Do this >> The listing must be reproduced in full, exactly as it stands.
#### Material provided ####
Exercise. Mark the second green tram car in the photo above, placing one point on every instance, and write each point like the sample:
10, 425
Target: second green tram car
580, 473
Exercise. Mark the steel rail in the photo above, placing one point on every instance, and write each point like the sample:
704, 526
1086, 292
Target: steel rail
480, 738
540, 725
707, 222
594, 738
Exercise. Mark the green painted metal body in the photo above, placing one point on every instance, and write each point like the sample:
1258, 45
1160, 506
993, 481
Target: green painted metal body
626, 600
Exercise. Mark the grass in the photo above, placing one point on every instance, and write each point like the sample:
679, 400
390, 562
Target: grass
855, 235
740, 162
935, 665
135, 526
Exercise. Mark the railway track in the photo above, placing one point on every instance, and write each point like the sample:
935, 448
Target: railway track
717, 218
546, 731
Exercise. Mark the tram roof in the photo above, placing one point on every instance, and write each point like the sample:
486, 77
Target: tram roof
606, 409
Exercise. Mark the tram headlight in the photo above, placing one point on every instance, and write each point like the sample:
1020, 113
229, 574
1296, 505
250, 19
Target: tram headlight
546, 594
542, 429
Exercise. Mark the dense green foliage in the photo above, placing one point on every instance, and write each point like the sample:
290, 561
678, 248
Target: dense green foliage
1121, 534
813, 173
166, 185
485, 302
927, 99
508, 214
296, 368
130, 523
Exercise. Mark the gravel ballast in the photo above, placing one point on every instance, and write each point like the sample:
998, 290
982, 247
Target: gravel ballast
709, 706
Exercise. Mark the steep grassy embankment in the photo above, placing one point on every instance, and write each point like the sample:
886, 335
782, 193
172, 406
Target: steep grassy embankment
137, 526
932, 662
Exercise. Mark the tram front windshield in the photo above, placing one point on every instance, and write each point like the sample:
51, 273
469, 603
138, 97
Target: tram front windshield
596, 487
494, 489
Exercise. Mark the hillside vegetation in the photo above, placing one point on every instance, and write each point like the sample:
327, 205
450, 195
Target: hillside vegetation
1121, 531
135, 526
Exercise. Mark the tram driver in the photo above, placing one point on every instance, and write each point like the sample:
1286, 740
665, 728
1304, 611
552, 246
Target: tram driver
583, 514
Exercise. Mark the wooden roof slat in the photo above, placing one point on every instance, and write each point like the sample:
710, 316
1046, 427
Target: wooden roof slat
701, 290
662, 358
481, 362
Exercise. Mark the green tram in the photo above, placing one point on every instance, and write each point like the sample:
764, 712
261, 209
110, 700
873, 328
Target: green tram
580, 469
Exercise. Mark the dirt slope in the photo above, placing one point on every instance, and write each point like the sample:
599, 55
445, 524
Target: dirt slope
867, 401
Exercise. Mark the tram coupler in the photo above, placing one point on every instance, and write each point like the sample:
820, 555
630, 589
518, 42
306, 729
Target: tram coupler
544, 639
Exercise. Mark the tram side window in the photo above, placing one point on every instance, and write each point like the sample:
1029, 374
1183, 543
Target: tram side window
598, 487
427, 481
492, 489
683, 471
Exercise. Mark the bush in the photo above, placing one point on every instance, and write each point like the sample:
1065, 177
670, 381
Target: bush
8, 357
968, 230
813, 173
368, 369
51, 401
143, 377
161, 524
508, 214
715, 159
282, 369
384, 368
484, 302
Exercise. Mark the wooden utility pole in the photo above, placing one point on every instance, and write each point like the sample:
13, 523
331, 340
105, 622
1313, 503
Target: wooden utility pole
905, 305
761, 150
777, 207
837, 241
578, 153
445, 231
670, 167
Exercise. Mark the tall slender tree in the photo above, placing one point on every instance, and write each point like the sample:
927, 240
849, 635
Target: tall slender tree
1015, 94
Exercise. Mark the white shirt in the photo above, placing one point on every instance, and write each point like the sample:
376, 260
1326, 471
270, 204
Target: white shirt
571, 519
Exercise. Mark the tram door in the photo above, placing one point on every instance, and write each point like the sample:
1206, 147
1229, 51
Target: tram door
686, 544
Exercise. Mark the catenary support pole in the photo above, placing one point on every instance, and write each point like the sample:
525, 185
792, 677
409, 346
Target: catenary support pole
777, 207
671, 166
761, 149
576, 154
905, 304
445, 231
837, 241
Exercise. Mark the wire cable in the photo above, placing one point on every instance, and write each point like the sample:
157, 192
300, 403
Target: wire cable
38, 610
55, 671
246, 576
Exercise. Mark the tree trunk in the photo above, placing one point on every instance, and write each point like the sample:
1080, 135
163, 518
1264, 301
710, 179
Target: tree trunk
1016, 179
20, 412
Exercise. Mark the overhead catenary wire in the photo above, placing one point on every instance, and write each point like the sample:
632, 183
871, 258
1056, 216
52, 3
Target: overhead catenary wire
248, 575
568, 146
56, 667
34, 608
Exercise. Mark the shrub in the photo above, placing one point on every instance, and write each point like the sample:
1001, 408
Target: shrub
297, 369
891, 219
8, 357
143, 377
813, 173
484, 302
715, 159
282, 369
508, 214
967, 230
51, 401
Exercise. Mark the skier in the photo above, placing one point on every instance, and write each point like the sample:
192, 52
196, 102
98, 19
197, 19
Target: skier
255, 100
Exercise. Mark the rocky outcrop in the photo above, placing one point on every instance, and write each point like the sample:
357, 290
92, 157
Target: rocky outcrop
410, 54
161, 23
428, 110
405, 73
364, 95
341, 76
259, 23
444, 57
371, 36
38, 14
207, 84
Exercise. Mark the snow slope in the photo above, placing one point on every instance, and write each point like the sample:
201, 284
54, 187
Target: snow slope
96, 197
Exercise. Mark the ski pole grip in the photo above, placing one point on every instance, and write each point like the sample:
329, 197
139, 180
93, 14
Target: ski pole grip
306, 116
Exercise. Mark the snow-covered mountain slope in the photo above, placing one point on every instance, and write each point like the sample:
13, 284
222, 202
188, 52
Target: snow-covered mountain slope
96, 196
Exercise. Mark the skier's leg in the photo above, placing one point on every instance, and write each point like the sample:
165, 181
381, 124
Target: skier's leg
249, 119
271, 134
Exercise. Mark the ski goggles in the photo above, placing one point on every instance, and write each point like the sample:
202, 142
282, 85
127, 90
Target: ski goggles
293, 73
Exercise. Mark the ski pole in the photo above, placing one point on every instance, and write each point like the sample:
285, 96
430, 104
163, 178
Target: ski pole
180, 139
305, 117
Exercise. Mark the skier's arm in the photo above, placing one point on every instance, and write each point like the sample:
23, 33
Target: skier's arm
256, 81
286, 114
####
Task result >>
Exercise. Mark the second green tram car in the photo above, placing one point on every instance, and write each point like the sample:
10, 425
Target: second green tram car
580, 473
Exercise. Mark the steel rail in the photo above, placing one point on every instance, and write each point like the sample:
704, 526
1086, 292
Target: steel rail
480, 738
540, 725
707, 222
594, 738
Exercise. Mark the green painted metal body in the photo above, placing one point on every instance, and write each point like the sample:
1258, 45
1160, 506
993, 481
Target: green painted metal body
626, 600
Exercise. Mark the grass in the photo above, placing one point on every instance, and write each point like the sample:
679, 400
390, 562
Target: grass
855, 235
740, 162
935, 665
135, 526
Exercise. Mark the railway track in the photo above, placing one point on every instance, and write each point like the sample:
935, 448
Target: railway track
717, 218
546, 731
Exercise. Mark the tram roof in the photo above, placing one point on every instance, and write each point like the sample:
486, 77
Target: tram roof
606, 409
Exercise. Mark the tram headlight in the photo above, placing one point on every instance, and write each point like the sample:
1020, 113
229, 574
1296, 505
250, 19
Target: tram headlight
546, 594
542, 429
Exercise. Mark the dense green foliage in the photo above, placing one point on every instance, and write each point like the sample:
290, 561
678, 248
Target: dense green foliage
1121, 534
813, 173
166, 185
485, 302
927, 99
508, 214
296, 368
130, 523
Exercise. Mark the gravel ballast in the photo above, placing one point on every instance, and write each point like the sample:
998, 290
982, 247
Target: gravel ballast
709, 706
Exercise. Mark the steep grassy embankment in the photo above, placing one point on every instance, and write each point like the sample:
886, 335
782, 193
172, 406
Target: steep grassy embankment
137, 526
932, 662
Exercise. Mark the tram front windshield in the photo above, placing one point on every instance, and write each point like the sample:
51, 273
469, 603
138, 97
Target: tram front windshield
596, 487
494, 489
Exercise. Mark the hillside vegetation in the photo above, placing one point on every instance, and write each point like the sample:
327, 205
450, 195
Target: hillside vegetation
1121, 531
135, 526
Exercise. Mark the tram driver in the photo above, placing one point on every instance, and write each point like the sample:
1286, 740
665, 728
1304, 611
552, 246
Target: tram driver
583, 514
Exercise. Mark the wooden roof slat in the photo above, placing one point on every instance, and write each point like the sample:
710, 316
1046, 427
Target: wooden roof slat
701, 290
662, 358
481, 362
Exercise. Mark the green tram in the photo above, placing one point on every instance, and write each point like the sample:
764, 712
261, 209
110, 700
873, 328
Target: green tram
580, 469
Exercise. Mark the dirt slope in the photo above, placing one point on every instance, and write each point like the sample:
599, 55
445, 524
Target: dirt slope
867, 401
Exercise. Mark the tram coupler in the photo above, placing one point on every instance, and write each point like the sample:
820, 555
630, 589
518, 42
306, 729
Target: tram coupler
544, 639
Exercise. Mark the tram side window in the photo above, placing one point on every instance, and write each point like the sample:
1029, 374
1183, 543
Target: tram side window
598, 487
427, 481
492, 489
683, 471
Exercise. Mark the bush in the photo above, placing one point on every instance, and write each point like the sample:
1065, 177
670, 381
Target: bush
8, 357
968, 230
813, 173
368, 369
51, 401
143, 377
161, 524
508, 214
715, 159
282, 369
384, 368
484, 302
Exercise. Mark the wooden utility pole in the photo above, placing one point on every instance, and write each point like the sample:
13, 523
331, 340
105, 622
1313, 503
Target: wooden utility pole
905, 305
761, 150
777, 207
837, 241
578, 153
445, 231
670, 167
Exercise. Mark the tall slender tree in the photo above, placing one point on every instance, and write each point like the sample:
927, 240
849, 635
Target: tall slender tree
1015, 94
Exercise. Mark the white shirt in the photo above, placing one point on every instance, and write each point like the sample:
376, 260
1326, 471
270, 204
Target: white shirt
571, 519
Exercise. Mark the tram door in the photo above, placing one point on every instance, and write each point like the sample:
1206, 147
1229, 51
Target: tram door
686, 544
Exercise. Mark the catenary support pole in the photo above, placing one point on every instance, and write each point like the sample:
525, 185
792, 677
409, 346
Target: catenary support pole
777, 207
671, 166
761, 149
576, 154
905, 304
445, 231
837, 241
Exercise. Mark the wire cable in the photo above, placing one point on every instance, and write each point like the sample:
157, 192
300, 403
Target: wire cable
38, 610
55, 671
246, 576
Exercise. Mark the tree trunk in the photo above, placing one point on every instance, and write each point like the sample:
1080, 135
163, 518
1264, 301
710, 179
Target: tree trunk
1016, 179
20, 412
Exercise. Mark the overhead catenary wire in the photo above, placing one point on every instance, and write each point like the sample:
632, 183
871, 258
1056, 216
52, 3
Target: overhead catenary wire
248, 575
568, 146
56, 667
34, 608
Exercise. Mark the shrub in the photo above, placing one point on every instance, and write each point like the sample:
1001, 408
Target: shrub
297, 369
891, 219
8, 357
143, 377
813, 173
484, 302
715, 159
282, 369
508, 214
967, 230
51, 401
Exercise. Mark the skier in the photo above, placing one point on every instance, and write each point like the sample:
192, 52
196, 102
98, 19
197, 19
Target: skier
255, 100
Exercise. Mark the rocky outcrop in the photo above, placing one point on every instance, and write each point like the sample:
357, 290
92, 157
Target: rocky outcrop
410, 54
161, 23
428, 110
405, 73
364, 95
341, 76
259, 23
444, 57
371, 36
38, 14
207, 84
Exercise. Mark the snow slope in the photo above, placing one point on every instance, and write each point like the sample:
201, 284
54, 187
Target: snow slope
96, 197
Exercise. Mark the ski pole grip in the photo above, placing one point on every instance, and write each point like the sample:
329, 197
139, 180
93, 14
Target: ski pole grip
306, 116
Exercise. Mark the snow-covered mountain slope in the photo above, placing one point on every instance, and write each point like the sample:
13, 284
222, 202
188, 52
Target: snow-covered mountain slope
96, 196
Exercise. Mark the skier's leg in the photo above, placing one point on every instance, and write each point like the sample:
165, 181
381, 124
Target: skier's leg
249, 119
271, 134
Exercise. Mark the ski goggles in the photo above, placing one point on every instance, and write each point like the sample:
202, 142
282, 85
127, 90
Target: ski goggles
293, 73
Exercise. Mark the ski pole in the photo above, placing one point on every instance, and write each point like the sample:
285, 96
430, 104
163, 178
Target: ski pole
180, 139
305, 117
Exercise. Mark the skier's arm in the photo above, placing one point on every instance, and write each point like the sample:
23, 33
Target: skier's arm
256, 81
286, 114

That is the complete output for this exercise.